[[ SOURCE RECORDS open ]]

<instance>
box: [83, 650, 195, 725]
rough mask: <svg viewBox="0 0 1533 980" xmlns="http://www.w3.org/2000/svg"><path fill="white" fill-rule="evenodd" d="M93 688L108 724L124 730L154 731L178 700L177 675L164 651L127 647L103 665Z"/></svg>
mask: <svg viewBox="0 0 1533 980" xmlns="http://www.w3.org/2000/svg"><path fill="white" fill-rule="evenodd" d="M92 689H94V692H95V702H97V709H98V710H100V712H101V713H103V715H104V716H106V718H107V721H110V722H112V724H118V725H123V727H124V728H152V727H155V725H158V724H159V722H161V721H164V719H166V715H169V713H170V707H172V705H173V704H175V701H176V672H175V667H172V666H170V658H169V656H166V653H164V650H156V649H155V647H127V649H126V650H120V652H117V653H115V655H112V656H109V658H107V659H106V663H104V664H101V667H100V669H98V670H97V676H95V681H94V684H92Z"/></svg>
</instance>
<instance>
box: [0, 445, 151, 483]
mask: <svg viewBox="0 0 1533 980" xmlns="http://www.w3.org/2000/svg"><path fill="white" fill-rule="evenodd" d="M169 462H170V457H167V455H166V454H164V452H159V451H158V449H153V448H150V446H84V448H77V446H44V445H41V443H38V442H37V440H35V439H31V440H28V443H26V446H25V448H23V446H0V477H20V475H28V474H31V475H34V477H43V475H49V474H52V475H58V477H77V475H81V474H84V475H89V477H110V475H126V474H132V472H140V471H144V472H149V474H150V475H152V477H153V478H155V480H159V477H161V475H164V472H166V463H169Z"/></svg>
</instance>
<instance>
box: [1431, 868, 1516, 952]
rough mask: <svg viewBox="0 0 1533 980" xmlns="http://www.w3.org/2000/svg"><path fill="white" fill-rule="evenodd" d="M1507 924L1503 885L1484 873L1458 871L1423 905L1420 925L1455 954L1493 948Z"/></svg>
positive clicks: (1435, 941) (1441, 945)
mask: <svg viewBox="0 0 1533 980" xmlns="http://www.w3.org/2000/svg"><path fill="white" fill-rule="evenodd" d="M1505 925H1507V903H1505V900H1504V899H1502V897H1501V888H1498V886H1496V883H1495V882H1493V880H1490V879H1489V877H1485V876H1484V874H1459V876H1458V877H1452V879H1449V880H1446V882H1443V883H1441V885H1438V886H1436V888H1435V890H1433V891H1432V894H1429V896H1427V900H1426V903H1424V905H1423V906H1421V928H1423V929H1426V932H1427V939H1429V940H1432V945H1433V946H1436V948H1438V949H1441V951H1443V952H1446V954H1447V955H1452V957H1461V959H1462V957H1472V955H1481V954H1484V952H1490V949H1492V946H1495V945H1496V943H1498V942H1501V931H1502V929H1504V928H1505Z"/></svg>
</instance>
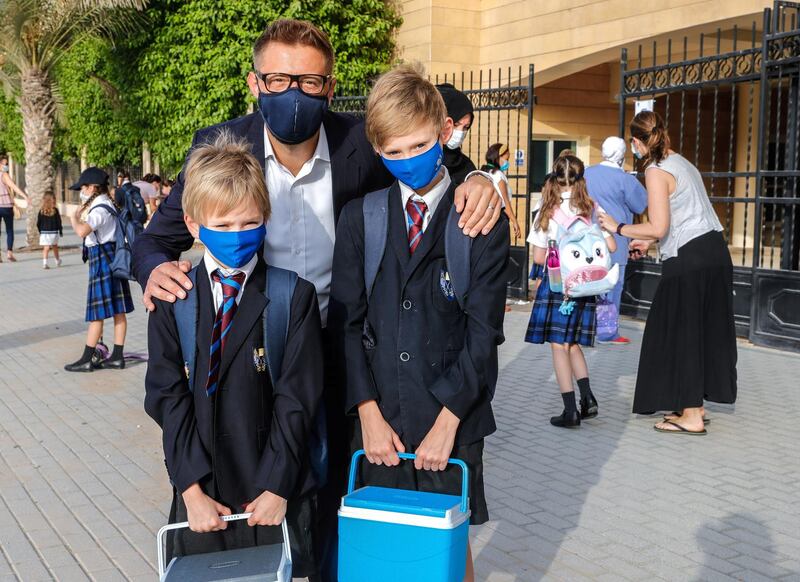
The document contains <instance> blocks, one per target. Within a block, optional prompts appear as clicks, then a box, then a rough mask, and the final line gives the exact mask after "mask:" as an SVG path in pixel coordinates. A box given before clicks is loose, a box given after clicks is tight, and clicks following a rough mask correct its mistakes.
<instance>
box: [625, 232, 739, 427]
mask: <svg viewBox="0 0 800 582" xmlns="http://www.w3.org/2000/svg"><path fill="white" fill-rule="evenodd" d="M736 358H737V355H736V327H735V324H734V320H733V264H732V262H731V256H730V253H729V252H728V247H727V245H726V244H725V239H723V238H722V234H721V233H719V232H716V231H711V232H709V233H706V234H704V235H702V236H700V237H697V238H696V239H694V240H692V241H689V242H688V243H686V244H685V245H683V246H682V247H681V248H680V249H679V250H678V256H677V257H673V258H671V259H667V260H666V261H664V264H663V269H662V276H661V280H660V282H659V284H658V289H656V294H655V297H654V298H653V304H652V305H651V307H650V313H649V314H648V316H647V324H646V325H645V329H644V337H643V338H642V352H641V355H640V357H639V372H638V374H637V377H636V393H635V395H634V398H633V412H635V413H648V412H653V411H659V410H667V411H671V410H683V409H684V408H693V407H698V406H702V405H703V400H708V401H710V402H722V403H726V404H730V403H733V402H734V401H735V400H736Z"/></svg>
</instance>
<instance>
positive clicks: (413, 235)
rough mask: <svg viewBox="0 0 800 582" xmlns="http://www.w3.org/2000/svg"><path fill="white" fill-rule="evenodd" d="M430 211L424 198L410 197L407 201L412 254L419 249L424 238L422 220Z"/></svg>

[[ SOURCE RECORDS closed ]]

▶ **PROBLEM DESCRIPTION**: Reproduce the records from the start through the line containing "688L108 724L124 730L154", replacing "rough mask" with "coarse mask" and leaving everything else untouched.

▶ **ANSWER AREA**:
<instance>
box: [83, 650, 195, 725]
coarse mask: <svg viewBox="0 0 1533 980" xmlns="http://www.w3.org/2000/svg"><path fill="white" fill-rule="evenodd" d="M93 688L108 724L124 730L154 731L178 700L177 675L164 651L127 647L103 665Z"/></svg>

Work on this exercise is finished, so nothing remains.